Required actions »
1/ From the open house announcement, reproduce the stretch from "The renovations were" through "resident- and earth-friendly." word for word.
2/ Render this sentence from the open house announcement in Spanish: "Built in 1895, the Tree House is one of several themed small-living units on the Ohio Wesleyan campus."
====== Given passage
Open House Offers Tips On Creating Greener Living Spaces
Delaware residents are invited to learn how to make older homes more comfortable and environmentally friendly without breaking the bank during an open house from 6 p.m. to 8 p.m. April 30 at Ohio Wesleyan University’s “Tree House,” a former single-family-home-turned-student-residence at 104 Oak Hill Ave.
Built in 1895, the Tree House is one of several themed small-living units on the Ohio Wesleyan campus. Its residents are dedicated to sustainable living.
During spring semester, the home underwent several “green” renovations including the additions of water-efficient showerheads, faucets, and toilets; insulating film and thermal curtains to cover single-pane windows; grey-water irrigation systems that use sink water to flush toilets; low VOC (volatile organic compound) paint; blown-in cellulose insulation; and an indoor composting bin.
The renovations were completed using a $2,100 Ohio Wesleyan Theory-to-Practice grant, written by and awarded to student Melissa Guziak, a sophomore from Burlington, Vt., who is pursuing a double major in biology and environmental studies.
Guziak and other student-residents of the Tree House will host the April 30 “Greener Tree House Gala” to share what they learned about making small changes that provide big results in creating older homes that are both resident- and earth-friendly.
============
====== Recorded data
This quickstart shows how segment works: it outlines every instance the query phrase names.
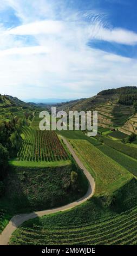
============
Exercise results »
1/
The renovations were completed using a $2,100 Ohio Wesleyan Theory-to-Practice grant, written by and awarded to student Melissa Guziak, a sophomore from Burlington, Vt., who is pursuing a double major in biology and environmental studies.
Guziak and other student-residents of the Tree House will host the April 30 “Greener Tree House Gala” to share what they learned about making small changes that provide big results in creating older homes that are both resident- and earth-friendly.

2/ Construida en 1895, la Tree House es una de varias pequeñas unidades de vivienda temáticas en el campus de Ohio Wesleyan.